The plan would permit tourists who have received full doses of the  Pfizer, Moderna, AstraZeneca, Johnson & Johnson, Sinovac or Sinopharm vaccines within the last six months. This excludes the Russian Sputnik vaccine. Individuals who received the Pfizer vaccine are eligible to enter if at least seven and no more than 180 days have passed since receiving the second dose. For those who received the other vaccines, at least 14 and no more than 180 days must have passed since receiving the second dose.

Recovered individuals who can prove they tested positive at least 11 and no more than 180 days prior to entering Israel are also eligible to enter. If more than six months have passed and these individuals receive a booster, they can also enter the country.

Travelers will be required to take a PCR test within 72 hours of boarding the plane and upon arrival. They will also be required to stay in isolation until the results of the test come back negative or 24 hours have passed. A serological test proving vaccination status will not be required.

Travelers will have to fill out a Health Ministry declaration form 48 hours before their flight. Part of the form will include entering one’s flight information, the location where the individual will isolate for up to 24 hours, and their vaccination or recovery certificate. Recovered people will also need to submit a copy of their PCR positive test results to the Health Ministry website. A validation email should be issued within a few minutes of filing and needs to be shown at the airport. Travelers who fulfill these requirements will be issued a Green Pass upon entering the country which will enable them to enter restaurants, cafes, and other places of leisure where this pass is required during the duration of their stay.

The allowances for tourist groups will also be expanded on November 1. According to the newly submitted plan, up to 2,000 travelers approved by the Tourism Ministry can enter the country every day. None of the group members could have been in a “red” country with high infection rates within 14 days of coming to Israel. The tourist groups will function as “capsules,” meaning that members of the group can only be in contact with other people in their group. They will not have free time to tour the country separately from the group. Tour groups will be restricted in areas where there is an increased risk of infection.

As of last month, Israel recognizes the European Union’s digital COVID and Green Pass certificates. This recognition involving about 40 countries is mutual.

First-degree relatives of people living in Israel will likely be able to enter the country, even if they do not qualify, for humanitarian reasons, such as funerals and weddings, the Health Ministry said.

Children under the age of 12, who are currently not eligible to be vaccinated, will not be able to enter Israel unless they have recovered from the virus within the last six months.

The border has been effectively closed to tourism since last March. Concerns have increased recently as several cases of the AY4.2 coronavirus variant have been discovered in Israel over the past few days.

→ **Study questions**
(1) Answer these questions from the text on Israel's reopening to tourists.
(a) Which vaccine does the plan exclude?
(b) How many hours before their flight must travelers fill out the Health Ministry declaration form?
(c) How many travelers approved by the Tourism Ministry may enter the country each day under the newly submitted plan?
(2) Copy the part of the text on Israel's reopening to tourists between "First-degree relatives of" and "virus within the last six months.", inclusive, substituting "compassionate reasons" for "humanitarian reasons".

Saved entries
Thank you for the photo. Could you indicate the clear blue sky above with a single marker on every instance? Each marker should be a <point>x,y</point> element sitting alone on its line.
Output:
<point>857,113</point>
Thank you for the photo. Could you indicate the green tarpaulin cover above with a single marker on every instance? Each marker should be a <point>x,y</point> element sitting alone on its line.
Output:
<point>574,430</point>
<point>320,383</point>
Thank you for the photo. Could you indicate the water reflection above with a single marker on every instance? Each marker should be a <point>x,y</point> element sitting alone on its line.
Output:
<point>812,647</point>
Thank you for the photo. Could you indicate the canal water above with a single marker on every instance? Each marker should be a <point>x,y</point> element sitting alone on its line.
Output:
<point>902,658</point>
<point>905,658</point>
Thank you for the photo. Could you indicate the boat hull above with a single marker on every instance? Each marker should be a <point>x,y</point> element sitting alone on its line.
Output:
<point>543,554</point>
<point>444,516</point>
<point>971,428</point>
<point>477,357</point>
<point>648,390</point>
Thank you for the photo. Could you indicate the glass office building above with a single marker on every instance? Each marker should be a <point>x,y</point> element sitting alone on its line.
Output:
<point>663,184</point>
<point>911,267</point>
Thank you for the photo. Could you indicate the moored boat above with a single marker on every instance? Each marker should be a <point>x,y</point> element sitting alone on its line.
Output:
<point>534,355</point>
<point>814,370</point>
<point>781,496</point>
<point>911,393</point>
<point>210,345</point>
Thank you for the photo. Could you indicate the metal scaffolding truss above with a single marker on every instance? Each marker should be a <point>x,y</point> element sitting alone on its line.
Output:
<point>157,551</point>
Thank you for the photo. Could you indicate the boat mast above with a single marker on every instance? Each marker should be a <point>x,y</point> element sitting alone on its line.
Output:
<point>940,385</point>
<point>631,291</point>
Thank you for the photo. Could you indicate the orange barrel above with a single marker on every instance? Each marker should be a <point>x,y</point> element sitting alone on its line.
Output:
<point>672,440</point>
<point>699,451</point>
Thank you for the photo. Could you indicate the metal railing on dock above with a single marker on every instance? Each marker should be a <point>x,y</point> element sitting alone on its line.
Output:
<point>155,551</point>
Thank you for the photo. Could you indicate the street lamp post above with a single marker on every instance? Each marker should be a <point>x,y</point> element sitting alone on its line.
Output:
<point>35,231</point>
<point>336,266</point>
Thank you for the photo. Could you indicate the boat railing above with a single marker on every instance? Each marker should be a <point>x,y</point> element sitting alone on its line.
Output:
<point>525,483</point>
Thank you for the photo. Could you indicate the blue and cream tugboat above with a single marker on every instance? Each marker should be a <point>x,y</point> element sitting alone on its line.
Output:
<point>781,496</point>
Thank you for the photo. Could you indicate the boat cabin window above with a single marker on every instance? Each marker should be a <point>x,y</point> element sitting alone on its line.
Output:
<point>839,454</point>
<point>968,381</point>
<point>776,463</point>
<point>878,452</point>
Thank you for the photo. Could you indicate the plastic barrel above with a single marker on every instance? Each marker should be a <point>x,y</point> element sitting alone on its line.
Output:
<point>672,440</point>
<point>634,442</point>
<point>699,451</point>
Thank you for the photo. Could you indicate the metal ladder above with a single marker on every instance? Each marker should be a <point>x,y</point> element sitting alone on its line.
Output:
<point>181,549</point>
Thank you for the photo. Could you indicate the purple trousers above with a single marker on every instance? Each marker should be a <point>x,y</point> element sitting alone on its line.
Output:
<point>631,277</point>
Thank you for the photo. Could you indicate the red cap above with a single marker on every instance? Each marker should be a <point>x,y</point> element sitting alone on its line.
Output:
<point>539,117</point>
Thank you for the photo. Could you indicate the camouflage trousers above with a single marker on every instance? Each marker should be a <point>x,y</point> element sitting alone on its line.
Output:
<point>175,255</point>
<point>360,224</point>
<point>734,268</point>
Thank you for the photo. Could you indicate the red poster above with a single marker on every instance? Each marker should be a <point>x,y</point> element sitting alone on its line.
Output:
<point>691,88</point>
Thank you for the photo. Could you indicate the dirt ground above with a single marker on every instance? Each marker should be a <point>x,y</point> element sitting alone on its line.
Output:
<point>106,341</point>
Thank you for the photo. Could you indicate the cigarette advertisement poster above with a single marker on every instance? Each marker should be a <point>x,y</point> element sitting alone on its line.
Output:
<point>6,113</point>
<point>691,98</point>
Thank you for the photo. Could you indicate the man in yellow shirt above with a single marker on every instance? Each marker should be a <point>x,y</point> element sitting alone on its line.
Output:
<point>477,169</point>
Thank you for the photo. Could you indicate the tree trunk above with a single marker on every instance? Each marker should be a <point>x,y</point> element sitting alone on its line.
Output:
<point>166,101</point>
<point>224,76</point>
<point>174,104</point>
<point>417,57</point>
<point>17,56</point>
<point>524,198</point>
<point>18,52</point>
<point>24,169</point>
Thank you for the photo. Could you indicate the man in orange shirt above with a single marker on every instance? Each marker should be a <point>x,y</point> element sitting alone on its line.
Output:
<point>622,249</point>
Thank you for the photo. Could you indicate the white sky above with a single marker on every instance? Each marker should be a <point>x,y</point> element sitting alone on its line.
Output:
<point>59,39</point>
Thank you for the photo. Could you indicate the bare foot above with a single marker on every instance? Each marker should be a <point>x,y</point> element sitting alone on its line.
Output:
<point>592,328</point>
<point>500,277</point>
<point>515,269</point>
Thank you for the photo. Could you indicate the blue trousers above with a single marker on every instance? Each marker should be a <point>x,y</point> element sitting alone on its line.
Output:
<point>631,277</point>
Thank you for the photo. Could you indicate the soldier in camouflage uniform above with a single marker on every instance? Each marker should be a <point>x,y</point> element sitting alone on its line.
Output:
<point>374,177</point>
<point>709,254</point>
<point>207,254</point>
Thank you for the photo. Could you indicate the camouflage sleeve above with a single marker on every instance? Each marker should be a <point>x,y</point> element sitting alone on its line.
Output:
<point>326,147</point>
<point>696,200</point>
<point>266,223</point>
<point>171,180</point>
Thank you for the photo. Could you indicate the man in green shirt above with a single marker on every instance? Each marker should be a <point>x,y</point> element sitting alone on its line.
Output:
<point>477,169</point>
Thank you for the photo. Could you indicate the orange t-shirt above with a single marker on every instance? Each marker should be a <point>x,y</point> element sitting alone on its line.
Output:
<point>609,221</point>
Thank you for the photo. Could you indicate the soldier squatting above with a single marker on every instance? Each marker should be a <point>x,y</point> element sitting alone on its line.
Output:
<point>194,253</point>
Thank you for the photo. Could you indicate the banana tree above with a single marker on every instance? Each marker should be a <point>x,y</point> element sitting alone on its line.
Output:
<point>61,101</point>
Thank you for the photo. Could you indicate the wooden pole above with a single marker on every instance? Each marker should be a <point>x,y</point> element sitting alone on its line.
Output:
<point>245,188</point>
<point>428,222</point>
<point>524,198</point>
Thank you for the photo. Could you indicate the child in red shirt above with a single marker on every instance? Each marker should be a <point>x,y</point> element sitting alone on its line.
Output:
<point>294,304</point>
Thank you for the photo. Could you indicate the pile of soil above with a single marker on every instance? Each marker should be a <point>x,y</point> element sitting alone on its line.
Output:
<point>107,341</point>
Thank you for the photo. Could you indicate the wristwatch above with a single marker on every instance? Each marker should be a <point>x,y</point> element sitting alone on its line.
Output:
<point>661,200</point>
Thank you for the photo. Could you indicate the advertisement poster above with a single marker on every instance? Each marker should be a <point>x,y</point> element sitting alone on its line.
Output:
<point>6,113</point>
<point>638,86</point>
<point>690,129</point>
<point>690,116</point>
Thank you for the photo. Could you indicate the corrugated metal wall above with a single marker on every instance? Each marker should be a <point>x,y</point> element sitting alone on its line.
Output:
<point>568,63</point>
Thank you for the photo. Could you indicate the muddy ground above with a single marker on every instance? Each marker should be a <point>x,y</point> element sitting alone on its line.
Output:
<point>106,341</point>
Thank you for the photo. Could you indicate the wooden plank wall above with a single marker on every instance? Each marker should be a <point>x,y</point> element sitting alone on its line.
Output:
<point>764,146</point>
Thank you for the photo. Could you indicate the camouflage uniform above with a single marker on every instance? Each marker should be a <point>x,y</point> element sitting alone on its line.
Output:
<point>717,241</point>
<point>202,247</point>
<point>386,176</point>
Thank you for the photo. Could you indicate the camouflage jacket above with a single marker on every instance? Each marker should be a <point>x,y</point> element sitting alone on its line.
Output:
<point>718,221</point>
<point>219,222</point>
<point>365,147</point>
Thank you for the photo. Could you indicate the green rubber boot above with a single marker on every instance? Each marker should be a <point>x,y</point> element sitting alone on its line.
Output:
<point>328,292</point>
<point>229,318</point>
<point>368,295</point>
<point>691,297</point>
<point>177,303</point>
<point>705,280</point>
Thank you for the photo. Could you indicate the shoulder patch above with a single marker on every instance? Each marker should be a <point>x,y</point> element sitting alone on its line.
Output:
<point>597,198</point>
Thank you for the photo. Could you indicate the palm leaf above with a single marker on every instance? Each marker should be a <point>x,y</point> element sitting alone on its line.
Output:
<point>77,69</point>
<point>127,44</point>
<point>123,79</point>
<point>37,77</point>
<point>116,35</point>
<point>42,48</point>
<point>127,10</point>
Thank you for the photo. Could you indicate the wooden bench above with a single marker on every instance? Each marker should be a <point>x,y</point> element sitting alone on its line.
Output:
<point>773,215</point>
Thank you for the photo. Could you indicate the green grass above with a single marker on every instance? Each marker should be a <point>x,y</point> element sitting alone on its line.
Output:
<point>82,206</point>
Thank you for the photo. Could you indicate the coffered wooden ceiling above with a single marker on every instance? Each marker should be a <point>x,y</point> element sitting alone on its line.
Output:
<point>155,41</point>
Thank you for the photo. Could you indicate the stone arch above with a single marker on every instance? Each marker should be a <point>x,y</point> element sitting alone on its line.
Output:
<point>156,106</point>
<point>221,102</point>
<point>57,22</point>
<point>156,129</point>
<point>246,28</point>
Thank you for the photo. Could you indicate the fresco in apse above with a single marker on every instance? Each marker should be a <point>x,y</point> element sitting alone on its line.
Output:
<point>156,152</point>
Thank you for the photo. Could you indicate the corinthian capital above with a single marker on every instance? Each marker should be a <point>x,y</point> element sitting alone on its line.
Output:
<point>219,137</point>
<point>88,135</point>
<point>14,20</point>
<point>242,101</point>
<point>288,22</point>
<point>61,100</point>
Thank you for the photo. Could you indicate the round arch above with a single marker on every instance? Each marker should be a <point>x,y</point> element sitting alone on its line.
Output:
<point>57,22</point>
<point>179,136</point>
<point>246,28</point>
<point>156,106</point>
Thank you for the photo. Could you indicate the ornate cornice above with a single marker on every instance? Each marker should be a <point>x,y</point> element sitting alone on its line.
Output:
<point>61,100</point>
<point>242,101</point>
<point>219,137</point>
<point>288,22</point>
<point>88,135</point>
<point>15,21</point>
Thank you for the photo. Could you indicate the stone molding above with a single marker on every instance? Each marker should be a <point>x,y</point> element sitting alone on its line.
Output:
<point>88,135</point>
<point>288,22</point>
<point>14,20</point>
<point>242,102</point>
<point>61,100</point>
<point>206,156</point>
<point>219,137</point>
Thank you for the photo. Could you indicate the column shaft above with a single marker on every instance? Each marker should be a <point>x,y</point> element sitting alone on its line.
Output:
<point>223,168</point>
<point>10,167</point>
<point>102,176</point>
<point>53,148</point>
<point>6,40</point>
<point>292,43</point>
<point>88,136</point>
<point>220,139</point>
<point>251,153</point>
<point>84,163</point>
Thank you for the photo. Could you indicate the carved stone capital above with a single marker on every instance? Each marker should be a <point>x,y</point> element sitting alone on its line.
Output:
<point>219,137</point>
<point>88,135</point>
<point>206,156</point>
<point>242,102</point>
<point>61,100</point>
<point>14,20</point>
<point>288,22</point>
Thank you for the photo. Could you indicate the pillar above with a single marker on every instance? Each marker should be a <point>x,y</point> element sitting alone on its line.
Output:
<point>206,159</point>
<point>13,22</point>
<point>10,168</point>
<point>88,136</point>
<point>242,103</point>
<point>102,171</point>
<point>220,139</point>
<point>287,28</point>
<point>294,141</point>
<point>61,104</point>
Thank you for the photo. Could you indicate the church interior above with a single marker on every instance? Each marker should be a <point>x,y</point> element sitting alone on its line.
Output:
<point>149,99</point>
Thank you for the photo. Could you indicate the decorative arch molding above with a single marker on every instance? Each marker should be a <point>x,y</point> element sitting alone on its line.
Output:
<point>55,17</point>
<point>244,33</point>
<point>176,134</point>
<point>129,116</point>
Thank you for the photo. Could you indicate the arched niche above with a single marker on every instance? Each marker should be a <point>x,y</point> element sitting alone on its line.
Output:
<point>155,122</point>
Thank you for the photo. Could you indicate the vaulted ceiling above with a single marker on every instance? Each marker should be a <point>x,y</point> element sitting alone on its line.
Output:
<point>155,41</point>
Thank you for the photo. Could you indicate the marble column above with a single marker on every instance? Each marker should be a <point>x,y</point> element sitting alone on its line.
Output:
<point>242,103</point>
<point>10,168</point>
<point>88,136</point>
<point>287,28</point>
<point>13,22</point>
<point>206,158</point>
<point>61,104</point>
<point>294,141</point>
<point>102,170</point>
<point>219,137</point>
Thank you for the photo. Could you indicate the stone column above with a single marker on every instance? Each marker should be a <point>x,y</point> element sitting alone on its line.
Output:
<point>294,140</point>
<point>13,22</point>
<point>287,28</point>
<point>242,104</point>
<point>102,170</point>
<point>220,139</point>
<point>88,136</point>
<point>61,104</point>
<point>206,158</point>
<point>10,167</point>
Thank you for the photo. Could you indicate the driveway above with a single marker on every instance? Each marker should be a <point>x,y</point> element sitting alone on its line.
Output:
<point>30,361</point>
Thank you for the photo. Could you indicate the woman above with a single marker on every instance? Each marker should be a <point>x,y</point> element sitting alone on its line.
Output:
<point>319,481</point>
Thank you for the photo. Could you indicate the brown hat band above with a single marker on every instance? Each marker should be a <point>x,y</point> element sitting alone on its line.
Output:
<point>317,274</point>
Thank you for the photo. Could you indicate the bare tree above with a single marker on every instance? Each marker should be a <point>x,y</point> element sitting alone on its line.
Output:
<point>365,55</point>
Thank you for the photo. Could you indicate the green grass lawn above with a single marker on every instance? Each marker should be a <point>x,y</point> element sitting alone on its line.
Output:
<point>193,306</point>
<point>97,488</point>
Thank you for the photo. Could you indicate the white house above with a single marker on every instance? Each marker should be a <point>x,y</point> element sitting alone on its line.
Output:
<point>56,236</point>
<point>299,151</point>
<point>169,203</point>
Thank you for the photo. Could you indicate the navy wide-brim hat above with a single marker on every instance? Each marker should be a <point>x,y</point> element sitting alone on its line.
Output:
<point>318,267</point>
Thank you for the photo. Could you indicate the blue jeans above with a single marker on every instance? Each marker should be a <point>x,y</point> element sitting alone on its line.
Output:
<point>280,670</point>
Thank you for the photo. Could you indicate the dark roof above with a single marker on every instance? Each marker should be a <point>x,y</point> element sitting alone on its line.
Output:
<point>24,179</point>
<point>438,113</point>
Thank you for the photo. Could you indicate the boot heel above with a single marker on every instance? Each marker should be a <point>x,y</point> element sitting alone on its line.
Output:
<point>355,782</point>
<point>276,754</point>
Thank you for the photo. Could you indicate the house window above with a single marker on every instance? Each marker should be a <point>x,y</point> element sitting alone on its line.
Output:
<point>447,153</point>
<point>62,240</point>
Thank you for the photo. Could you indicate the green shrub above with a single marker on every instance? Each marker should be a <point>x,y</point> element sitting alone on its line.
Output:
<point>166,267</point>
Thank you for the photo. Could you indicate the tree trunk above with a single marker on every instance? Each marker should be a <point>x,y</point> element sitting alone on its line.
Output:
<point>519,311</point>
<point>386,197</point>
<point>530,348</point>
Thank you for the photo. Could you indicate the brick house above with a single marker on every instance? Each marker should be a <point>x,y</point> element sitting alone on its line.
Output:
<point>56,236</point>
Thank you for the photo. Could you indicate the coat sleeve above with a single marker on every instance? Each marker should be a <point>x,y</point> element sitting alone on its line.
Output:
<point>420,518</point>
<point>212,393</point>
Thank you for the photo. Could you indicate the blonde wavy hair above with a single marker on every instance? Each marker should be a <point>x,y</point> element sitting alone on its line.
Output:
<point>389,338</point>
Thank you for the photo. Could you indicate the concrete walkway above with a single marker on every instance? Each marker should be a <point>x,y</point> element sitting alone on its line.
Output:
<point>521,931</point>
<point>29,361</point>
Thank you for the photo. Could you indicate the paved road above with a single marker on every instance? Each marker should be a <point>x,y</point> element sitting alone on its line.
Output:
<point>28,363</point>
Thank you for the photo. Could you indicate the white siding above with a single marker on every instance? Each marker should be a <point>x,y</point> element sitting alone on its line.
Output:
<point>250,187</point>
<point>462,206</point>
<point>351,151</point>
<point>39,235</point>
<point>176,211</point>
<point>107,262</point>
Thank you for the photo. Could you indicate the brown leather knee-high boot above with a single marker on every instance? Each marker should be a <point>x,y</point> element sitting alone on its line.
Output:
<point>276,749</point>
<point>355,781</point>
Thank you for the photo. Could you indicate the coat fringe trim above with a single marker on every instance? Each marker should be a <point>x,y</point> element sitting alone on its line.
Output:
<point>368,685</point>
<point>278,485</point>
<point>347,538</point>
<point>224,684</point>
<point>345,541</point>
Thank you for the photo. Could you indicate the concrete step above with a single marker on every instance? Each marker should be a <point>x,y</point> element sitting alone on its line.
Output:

→ **Answer section**
(1)
(a) The Russian Sputnik vaccine.
(b) 48 hours.
(c) Up to 2,000.

(2)
First-degree relatives of people living in Israel will likely be able to enter the country, even if they do not qualify, for compassionate reasons, such as funerals and weddings, the Health Ministry said.

Children under the age of 12, who are currently not eligible to be vaccinated, will not be able to enter Israel unless they have recovered from the virus within the last six months.